What is needed =
Can you format the records below as a JSON list of strings, with one string per line, blank lines left out, and the pictures omitted?

Material supplied =
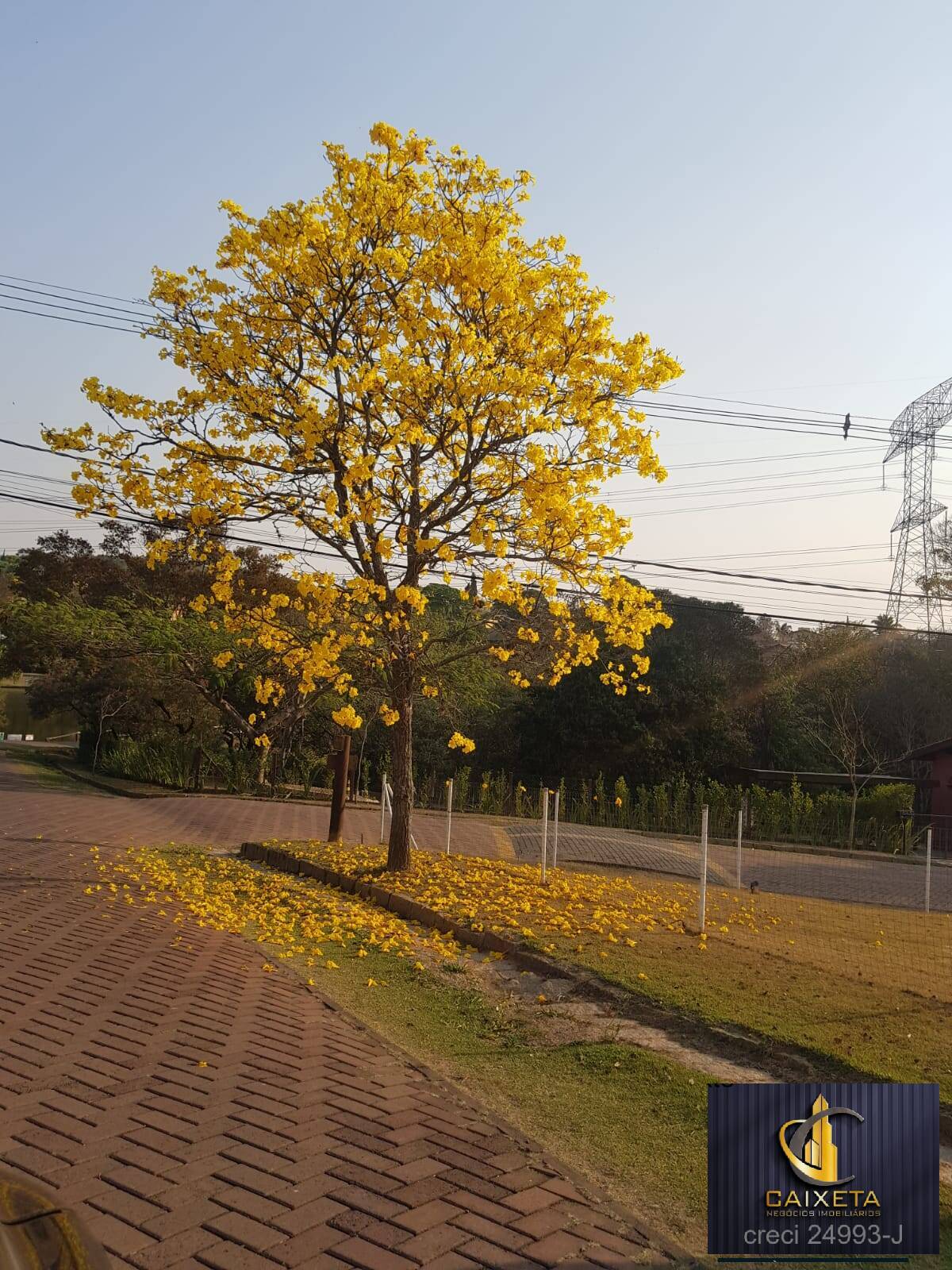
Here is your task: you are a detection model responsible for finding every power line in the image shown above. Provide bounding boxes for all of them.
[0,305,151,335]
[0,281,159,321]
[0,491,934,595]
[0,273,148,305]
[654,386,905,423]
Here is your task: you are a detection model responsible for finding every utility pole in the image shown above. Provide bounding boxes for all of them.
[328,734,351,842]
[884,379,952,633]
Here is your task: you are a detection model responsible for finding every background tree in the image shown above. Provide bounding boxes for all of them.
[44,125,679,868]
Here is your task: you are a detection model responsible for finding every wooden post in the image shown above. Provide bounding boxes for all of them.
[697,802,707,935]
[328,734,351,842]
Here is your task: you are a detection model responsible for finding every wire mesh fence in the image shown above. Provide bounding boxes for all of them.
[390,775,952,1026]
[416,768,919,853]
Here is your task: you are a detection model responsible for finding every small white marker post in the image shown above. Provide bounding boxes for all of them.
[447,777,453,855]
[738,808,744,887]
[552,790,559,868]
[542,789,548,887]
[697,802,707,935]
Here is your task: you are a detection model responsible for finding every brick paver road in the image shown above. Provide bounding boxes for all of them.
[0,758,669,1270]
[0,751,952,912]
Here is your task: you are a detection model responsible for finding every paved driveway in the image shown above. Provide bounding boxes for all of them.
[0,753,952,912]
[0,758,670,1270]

Correct answer =
[
  "Here is your task: you are a detection model responsible for finding every power line in the image shown above. Provide bounding boxes for all of them.",
  "[0,305,151,335]",
  "[0,281,159,321]",
  "[0,491,934,595]",
  "[0,273,148,305]",
  "[654,386,905,423]",
  "Here is your task: you are a detection model responsible for finding every utility pole in the image shown above. Provide bounding boxes for all of them.",
  "[328,734,351,842]",
  "[884,379,952,633]",
  "Here is your task: you are a detection model responsible for finding every background tree in the image shown above. Provide bounding boxes for all of them.",
  "[44,125,679,868]",
  "Here is your task: you are a detection model responsible for finding every wooden post in the image shown above. Provide bounding boxes for all of them.",
  "[697,802,707,935]",
  "[328,734,351,842]",
  "Here is your task: you are a detection model responsible for finding every wire mesh fence in the image shown above. Provide bounding boxes for all of them.",
  "[390,775,952,1026]",
  "[416,768,919,853]",
  "Here is your task: you are a detection model responsible for finding every small white marker post in the image shown above. Provide bounding boxes for all of them.",
  "[447,777,453,855]",
  "[738,808,744,887]",
  "[552,790,559,868]",
  "[542,789,548,887]",
  "[697,802,707,935]",
  "Here is your task: you are a detection model responsible for finding every brick paver road in the image shown above. Provide bounding boxes for all of them.",
  "[0,758,669,1270]",
  "[0,751,952,912]",
  "Here is your task: you are a detection model responsible for finding every paved driveway in the image shown above. Provide bounding boxes for all of them.",
  "[0,753,952,912]",
  "[0,758,670,1270]"
]